[Named object pointing entries]
· · · · · · ·

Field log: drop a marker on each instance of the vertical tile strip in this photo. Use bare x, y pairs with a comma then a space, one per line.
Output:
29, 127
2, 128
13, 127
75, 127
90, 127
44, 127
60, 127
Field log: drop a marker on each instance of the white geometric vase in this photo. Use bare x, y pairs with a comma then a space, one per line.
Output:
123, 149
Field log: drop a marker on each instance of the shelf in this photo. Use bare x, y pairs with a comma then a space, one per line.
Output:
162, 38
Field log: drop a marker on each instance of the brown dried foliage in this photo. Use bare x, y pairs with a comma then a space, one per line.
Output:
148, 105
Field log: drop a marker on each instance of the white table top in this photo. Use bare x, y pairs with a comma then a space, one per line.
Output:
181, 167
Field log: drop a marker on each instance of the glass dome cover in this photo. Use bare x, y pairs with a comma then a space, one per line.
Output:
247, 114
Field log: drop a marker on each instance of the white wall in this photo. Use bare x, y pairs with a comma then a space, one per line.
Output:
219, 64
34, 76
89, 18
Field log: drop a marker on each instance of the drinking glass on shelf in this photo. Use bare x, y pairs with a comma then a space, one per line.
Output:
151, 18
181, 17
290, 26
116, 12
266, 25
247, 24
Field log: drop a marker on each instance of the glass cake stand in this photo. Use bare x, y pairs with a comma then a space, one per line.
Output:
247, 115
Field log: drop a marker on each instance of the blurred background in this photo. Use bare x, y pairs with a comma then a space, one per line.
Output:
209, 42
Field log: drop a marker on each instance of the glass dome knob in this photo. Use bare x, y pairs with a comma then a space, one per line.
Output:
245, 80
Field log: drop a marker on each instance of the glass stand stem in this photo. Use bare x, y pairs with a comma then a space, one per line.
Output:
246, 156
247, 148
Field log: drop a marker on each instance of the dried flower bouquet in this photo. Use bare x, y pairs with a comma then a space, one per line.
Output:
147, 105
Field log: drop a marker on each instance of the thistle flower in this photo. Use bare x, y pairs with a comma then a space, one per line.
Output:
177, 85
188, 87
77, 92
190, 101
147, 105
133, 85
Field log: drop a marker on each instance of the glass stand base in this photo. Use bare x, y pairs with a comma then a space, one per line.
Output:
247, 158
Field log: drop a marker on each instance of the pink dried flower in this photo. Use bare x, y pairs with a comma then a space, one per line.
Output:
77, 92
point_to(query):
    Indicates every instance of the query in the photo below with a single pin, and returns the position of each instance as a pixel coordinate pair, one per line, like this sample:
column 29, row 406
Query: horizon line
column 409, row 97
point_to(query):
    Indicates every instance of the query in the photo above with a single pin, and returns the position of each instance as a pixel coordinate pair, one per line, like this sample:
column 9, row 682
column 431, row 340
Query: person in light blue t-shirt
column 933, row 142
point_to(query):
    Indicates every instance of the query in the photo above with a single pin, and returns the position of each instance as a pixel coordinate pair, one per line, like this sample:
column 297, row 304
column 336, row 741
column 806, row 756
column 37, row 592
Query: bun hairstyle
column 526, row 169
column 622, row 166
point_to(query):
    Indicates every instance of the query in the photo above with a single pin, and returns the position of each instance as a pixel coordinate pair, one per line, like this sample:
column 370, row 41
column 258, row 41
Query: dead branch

· · · · · · ·

> [WHAT YOU SHOULD DO]: Each record above should be output again exactly.

> [SOLVED EXERCISE]:
Field log: drop a marker on each instance of the vertical tile strip in this photo. Use bare x, y pairs with a comma then a space, one per line.
Output:
29, 127
2, 128
13, 127
75, 127
90, 127
44, 127
60, 127
Field log: drop a marker on each instance of the white geometric vase in this photo. Use bare x, y pairs with a comma then a space, one per line.
Output:
123, 149
Field log: drop a marker on each instance of the shelf in this photo. Use bare x, y pairs with a comma then a space, one per line.
Output:
162, 38
Field log: drop a marker on each instance of the brown dried foliage in this photo. Use bare x, y pairs with a comma then a space, one per line.
Output:
148, 105
Field log: drop a marker on each instance of the white table top in this photo. Use bare x, y pairs with a comma then a space, one per line.
Output:
181, 167
Field log: drop a marker on each instance of the glass dome cover in this photo. Use bare x, y pairs with a comma then a space, one per line.
Output:
247, 114
Field log: drop a marker on each instance of the white wall in this photo. Use bare x, y pairs with a comma then a space, one per line.
Output:
219, 64
34, 76
89, 18
Field log: drop a marker on each instance of the drinking glass on shelf in this photo. Use bare x, y pairs with a comma then a space, one per line.
Output:
151, 18
181, 17
290, 26
116, 12
266, 25
247, 24
Field log: drop a marker on each instance of the glass cake stand in this photo. Use bare x, y pairs with a comma then a space, one per line.
Output:
247, 115
Field log: drop a marker on each instance of the blurred background in this photo. Use bare x, y pairs with a comma then a space, one per line.
Output:
209, 42
Field log: drop a marker on each instance of the glass dome knob in this photo. Use bare x, y pairs with a comma then a space, one per line.
Output:
245, 80
Field log: drop a marker on each instance of the glass stand stem in this photo. Use bare x, y pairs with a comma then a space, one per line.
Output:
246, 156
247, 148
Field log: drop a marker on each instance of the dried flower bouquet in this photo. Use bare x, y pairs with a comma then a space, one per line.
Output:
147, 105
Field log: drop a marker on each instance of the thistle flower in this photo. Use bare x, y pairs with a comma then a space, one per line.
Output:
177, 85
188, 87
77, 92
190, 101
147, 105
133, 85
Field log: drop a marker on each instance of the glass stand base in this photo. Use bare x, y pairs with a comma then a space, one per line.
Output:
247, 158
Field log: drop a marker on each instance of the pink dried flower in this photo. Use bare x, y pairs with a comma then a space, one per line.
Output:
77, 92
point_to(query):
    Indicates every instance of the query in the photo below with a single pin, and returns the position of each instance as a pixel coordinate pair, one per line, like this sample:
column 29, row 406
Query: horizon line
column 409, row 97
point_to(query):
    Indicates every instance of the query in the photo above with a single pin, and returns the position of each instance as a pixel coordinate pair, one per line, like this sample:
column 9, row 682
column 431, row 340
Query: person in light blue t-shirt
column 933, row 142
point_to(query):
    Indicates every instance of the query in the photo above with a single pin, and returns the position of each instance as a pixel coordinate pair, one per line, like this sample:
column 297, row 304
column 336, row 741
column 806, row 756
column 37, row 592
Query: bun hairstyle
column 526, row 169
column 622, row 166
point_to(query):
    Indicates every instance of the query in the photo above with a single pin, and returns the position of each instance as a pixel coordinate pair, one per line, like this sample:
column 370, row 41
column 258, row 41
Query: dead branch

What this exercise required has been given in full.